Exercise task: Copy all of the records below line for line, keeping every character unchanged.

Pointing entries for named objects:
------------------------------------
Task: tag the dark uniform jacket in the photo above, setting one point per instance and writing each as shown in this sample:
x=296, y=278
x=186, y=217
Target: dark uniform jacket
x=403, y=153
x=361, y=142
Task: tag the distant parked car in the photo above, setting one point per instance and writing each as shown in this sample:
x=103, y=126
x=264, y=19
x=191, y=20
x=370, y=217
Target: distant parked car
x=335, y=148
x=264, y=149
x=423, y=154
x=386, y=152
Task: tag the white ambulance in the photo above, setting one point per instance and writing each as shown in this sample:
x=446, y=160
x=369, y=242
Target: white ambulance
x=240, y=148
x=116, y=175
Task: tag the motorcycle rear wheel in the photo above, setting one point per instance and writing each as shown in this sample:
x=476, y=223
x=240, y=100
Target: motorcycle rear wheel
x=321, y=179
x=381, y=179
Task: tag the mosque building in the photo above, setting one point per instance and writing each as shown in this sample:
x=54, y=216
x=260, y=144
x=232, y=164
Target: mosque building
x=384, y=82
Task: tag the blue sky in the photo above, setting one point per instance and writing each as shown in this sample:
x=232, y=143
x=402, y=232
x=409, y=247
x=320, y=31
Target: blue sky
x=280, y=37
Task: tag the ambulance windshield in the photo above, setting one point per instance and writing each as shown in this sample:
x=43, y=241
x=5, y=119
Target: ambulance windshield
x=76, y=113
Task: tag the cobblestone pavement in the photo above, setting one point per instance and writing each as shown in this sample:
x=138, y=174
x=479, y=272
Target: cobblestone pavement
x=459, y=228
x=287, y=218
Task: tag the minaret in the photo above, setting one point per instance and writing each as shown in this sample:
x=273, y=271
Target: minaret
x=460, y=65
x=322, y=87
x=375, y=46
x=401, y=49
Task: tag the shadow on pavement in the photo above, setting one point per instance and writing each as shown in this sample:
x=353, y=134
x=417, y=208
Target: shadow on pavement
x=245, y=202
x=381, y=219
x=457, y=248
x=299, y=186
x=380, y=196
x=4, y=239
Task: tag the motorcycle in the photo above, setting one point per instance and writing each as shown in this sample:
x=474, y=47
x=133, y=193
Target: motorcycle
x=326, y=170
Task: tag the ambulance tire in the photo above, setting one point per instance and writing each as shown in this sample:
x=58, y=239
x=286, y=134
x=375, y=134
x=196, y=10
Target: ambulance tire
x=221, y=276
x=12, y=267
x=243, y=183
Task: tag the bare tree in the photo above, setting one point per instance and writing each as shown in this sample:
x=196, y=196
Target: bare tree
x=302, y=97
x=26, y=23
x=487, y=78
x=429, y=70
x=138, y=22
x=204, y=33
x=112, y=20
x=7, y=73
------------------------------------
Full answer:
Task: tag the dark uniform jacket in the photo above, setting one point per instance and writing each as shown in this sample:
x=296, y=278
x=186, y=217
Target: dark uniform jacket
x=403, y=153
x=361, y=142
Task: tag the distant parked car in the photo above, setting one point per instance and writing each as shown in this sample:
x=103, y=126
x=264, y=19
x=191, y=20
x=370, y=217
Target: distant parked car
x=335, y=148
x=264, y=149
x=423, y=154
x=386, y=152
Task: tag the white ambulance in the photo above, setting one point per instance and writing each as shown in this sample:
x=446, y=160
x=369, y=242
Target: white ambulance
x=240, y=148
x=116, y=175
Task: tag the motorcycle rear wheel in the photo above, setting one point per instance and writing each as shown in this sample:
x=476, y=223
x=240, y=100
Target: motorcycle rear wheel
x=321, y=179
x=381, y=179
Task: tag the mosque building in the photo above, setting one point per instance and writing each as shown in this sample:
x=54, y=216
x=260, y=144
x=232, y=164
Target: mosque building
x=384, y=82
Task: tag the blue sky in the photo above, setting one point per instance and writing each as shown in this sample:
x=232, y=143
x=402, y=232
x=409, y=247
x=320, y=31
Target: blue sky
x=280, y=37
Task: tag the ambulance windshield in the photo above, setting one point per instance and writing each as shown in this sample:
x=43, y=241
x=5, y=119
Target: ambulance windshield
x=76, y=113
Task: tag the cobblestone pavement in the photo above, setting one point per instance and writing each as shown in this sample:
x=138, y=174
x=479, y=272
Target: cobblestone pavement
x=459, y=228
x=287, y=218
Task: tag the minaret in the photo above, setting one point per instance and writing each as shown in this sample:
x=273, y=271
Target: minaret
x=460, y=65
x=322, y=87
x=375, y=46
x=401, y=49
Task: tag the shadow on pavement in the photo above, setting one point per instance and writing each as shown in this sample:
x=353, y=134
x=417, y=208
Target: shadow on pavement
x=245, y=202
x=381, y=219
x=457, y=248
x=299, y=186
x=380, y=196
x=4, y=239
Task: tag the motorcycle in the photo above, setting one point per instance and writing each as shown in this sample:
x=474, y=47
x=133, y=193
Target: motorcycle
x=326, y=170
Task: tag the ambulance tire in the photo above, setting one point per instance and writing each as shown in this sample:
x=58, y=239
x=286, y=134
x=375, y=134
x=196, y=10
Target: ambulance tire
x=221, y=276
x=12, y=267
x=243, y=183
Task: tag the bare tree in the photo above, setting one point per instance and writing each as shown in this sample:
x=196, y=196
Target: bare tree
x=302, y=97
x=26, y=23
x=487, y=78
x=429, y=70
x=138, y=22
x=204, y=33
x=112, y=20
x=7, y=73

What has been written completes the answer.